**The exercise**
Filter the entries below, keeping only the lines that contain the word "dark". Case counts.

(Labeled-object pointing entries)
[start]

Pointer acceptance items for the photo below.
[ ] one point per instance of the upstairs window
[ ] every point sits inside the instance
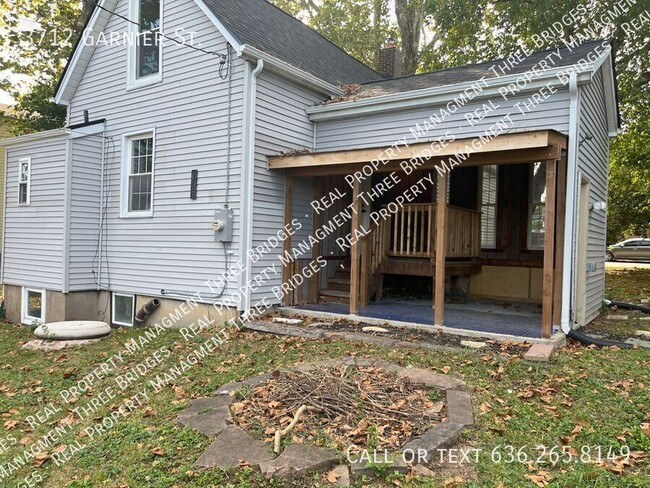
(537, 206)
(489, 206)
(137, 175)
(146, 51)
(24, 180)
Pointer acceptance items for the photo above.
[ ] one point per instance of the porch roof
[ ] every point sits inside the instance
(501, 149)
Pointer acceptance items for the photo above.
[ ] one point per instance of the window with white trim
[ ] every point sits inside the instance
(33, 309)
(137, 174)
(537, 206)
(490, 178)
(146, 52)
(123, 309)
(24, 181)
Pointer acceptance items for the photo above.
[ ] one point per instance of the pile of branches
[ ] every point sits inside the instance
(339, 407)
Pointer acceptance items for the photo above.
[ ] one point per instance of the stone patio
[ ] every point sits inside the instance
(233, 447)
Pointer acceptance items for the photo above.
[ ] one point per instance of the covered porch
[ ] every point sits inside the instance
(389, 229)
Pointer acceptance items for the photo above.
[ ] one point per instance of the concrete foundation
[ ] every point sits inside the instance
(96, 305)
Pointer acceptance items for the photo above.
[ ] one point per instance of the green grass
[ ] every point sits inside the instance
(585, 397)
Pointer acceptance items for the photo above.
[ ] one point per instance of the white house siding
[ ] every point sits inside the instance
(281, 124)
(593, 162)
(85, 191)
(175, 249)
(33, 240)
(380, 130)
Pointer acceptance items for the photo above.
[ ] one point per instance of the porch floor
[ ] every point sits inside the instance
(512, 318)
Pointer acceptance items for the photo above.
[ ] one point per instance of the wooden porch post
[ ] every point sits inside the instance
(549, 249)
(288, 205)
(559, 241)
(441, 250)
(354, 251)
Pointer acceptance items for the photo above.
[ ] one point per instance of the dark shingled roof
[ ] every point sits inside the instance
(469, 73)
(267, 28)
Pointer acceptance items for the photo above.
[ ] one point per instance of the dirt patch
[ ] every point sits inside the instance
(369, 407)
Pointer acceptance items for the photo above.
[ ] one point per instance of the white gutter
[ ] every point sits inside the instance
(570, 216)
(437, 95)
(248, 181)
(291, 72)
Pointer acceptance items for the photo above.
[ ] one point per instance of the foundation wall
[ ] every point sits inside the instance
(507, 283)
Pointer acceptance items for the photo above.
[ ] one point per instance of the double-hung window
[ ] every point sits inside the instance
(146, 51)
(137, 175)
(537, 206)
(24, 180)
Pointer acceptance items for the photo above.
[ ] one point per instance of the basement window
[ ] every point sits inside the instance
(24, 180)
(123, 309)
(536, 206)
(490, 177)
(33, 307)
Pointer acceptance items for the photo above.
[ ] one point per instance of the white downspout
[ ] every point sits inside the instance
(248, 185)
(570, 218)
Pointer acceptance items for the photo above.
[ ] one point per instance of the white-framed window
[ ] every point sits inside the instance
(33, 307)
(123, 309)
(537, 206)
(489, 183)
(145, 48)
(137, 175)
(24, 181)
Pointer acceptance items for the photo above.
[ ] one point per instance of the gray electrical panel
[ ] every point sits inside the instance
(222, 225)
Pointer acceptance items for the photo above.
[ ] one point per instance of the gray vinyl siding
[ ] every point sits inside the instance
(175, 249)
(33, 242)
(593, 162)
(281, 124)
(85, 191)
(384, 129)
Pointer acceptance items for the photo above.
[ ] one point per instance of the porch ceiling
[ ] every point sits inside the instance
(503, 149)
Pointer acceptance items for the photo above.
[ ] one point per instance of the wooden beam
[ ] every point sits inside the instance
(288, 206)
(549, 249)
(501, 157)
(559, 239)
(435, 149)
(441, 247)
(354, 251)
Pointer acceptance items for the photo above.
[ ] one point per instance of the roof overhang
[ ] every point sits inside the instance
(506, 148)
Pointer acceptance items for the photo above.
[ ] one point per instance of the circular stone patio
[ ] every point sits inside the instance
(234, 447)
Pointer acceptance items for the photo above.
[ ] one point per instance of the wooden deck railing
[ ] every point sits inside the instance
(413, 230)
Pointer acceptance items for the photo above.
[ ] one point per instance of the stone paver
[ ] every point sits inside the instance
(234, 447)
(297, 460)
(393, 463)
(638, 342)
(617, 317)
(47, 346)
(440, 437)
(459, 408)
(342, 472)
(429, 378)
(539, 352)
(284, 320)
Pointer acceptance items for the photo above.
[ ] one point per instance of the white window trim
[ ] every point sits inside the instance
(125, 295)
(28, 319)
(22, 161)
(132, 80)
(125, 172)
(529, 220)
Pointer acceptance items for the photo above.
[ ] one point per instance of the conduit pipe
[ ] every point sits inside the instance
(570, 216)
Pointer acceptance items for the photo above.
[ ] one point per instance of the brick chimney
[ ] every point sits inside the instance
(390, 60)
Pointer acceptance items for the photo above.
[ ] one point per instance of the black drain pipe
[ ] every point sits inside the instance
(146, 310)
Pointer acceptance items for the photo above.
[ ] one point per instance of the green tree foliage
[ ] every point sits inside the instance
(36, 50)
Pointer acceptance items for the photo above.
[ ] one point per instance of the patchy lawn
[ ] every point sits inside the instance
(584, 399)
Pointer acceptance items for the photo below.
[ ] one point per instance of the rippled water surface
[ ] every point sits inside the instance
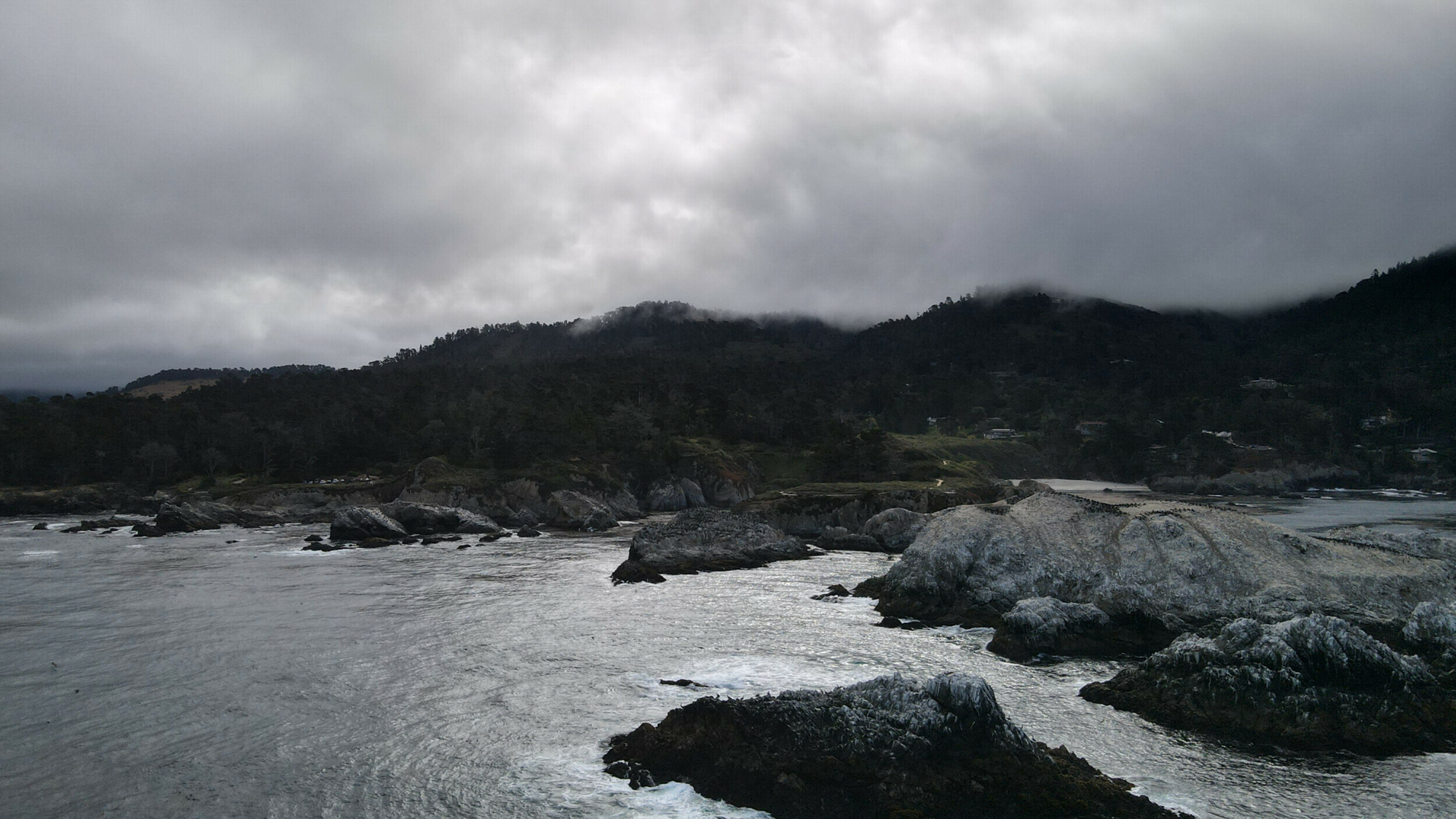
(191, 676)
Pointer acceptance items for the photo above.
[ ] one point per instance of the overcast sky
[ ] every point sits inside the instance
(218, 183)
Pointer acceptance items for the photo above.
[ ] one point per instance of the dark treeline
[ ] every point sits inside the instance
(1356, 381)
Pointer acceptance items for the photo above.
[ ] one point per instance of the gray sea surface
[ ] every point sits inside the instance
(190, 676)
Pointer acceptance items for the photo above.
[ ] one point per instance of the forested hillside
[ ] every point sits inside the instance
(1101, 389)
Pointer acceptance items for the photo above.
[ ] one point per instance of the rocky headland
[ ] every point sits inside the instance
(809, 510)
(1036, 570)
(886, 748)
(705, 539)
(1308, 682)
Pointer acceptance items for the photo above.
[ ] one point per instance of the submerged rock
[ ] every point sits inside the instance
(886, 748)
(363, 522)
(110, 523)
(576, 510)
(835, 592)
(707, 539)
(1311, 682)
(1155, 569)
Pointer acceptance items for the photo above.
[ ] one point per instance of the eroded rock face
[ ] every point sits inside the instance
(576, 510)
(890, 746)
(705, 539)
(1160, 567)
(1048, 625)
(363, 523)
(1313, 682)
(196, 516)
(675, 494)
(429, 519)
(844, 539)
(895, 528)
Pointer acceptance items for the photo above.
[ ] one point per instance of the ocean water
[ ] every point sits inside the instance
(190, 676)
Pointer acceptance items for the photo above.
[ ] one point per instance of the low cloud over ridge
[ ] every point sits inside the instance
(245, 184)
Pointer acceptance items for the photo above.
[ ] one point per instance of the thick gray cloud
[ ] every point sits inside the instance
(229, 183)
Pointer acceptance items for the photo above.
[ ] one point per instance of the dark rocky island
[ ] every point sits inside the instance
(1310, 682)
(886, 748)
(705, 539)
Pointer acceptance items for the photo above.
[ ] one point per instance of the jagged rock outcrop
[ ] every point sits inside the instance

[end]
[start]

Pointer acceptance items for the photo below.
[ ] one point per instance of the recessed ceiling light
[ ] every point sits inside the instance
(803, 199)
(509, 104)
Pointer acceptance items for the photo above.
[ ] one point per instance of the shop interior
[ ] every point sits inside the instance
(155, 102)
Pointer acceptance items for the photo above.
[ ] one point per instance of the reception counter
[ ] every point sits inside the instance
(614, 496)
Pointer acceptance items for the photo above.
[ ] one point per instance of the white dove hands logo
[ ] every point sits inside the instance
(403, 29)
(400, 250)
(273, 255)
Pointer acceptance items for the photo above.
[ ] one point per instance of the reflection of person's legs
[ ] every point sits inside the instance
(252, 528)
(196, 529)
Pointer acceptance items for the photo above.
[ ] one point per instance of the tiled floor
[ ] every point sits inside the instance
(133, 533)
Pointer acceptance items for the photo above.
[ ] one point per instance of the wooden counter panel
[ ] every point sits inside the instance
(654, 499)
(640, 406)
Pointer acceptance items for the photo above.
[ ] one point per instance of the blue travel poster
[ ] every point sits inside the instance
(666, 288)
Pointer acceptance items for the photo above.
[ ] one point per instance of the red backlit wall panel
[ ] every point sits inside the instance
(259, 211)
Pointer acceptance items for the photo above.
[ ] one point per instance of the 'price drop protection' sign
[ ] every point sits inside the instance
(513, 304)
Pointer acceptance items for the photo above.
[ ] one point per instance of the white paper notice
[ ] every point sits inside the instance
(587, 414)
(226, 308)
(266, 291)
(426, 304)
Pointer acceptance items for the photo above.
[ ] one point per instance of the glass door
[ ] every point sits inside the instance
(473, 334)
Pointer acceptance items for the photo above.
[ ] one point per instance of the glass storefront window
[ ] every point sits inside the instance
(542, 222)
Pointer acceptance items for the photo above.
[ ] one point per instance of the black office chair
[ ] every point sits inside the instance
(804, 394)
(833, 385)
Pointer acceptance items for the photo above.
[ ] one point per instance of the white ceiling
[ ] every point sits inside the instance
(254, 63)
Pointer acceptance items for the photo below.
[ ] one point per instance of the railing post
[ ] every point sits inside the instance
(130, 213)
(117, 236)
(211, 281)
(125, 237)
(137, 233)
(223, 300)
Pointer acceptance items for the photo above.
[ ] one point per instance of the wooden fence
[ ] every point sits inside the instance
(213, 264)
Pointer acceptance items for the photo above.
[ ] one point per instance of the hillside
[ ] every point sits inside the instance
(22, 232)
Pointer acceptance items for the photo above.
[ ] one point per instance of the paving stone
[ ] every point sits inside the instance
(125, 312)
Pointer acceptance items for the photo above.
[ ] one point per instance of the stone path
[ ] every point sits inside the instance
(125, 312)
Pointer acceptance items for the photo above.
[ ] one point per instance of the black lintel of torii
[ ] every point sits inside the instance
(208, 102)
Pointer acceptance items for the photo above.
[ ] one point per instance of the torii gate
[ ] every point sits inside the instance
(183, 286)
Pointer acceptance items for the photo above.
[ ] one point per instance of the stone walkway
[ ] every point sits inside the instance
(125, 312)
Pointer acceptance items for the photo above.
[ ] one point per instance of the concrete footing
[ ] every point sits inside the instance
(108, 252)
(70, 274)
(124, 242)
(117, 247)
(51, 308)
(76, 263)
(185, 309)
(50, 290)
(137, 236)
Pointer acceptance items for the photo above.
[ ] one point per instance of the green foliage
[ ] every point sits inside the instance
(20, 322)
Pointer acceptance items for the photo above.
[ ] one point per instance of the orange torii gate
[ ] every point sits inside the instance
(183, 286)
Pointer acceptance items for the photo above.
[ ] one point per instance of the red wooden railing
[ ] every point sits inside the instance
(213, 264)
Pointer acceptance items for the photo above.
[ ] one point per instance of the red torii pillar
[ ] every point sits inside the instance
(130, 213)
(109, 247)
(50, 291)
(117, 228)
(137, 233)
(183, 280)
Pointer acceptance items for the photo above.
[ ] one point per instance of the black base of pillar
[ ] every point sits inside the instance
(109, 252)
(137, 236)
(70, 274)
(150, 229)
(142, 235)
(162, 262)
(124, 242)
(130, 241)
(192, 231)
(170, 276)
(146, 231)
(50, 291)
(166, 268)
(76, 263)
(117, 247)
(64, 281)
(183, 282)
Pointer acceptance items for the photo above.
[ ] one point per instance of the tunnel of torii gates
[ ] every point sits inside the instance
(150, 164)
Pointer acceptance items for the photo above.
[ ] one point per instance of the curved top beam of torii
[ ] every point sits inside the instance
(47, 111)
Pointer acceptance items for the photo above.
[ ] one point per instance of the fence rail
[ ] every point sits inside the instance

[end]

**Written solution**
[ ] one point per instance of the dark shingled roof
[ ] one point per instance of the dark treeline
[ ] one point per instance of the dark rocky island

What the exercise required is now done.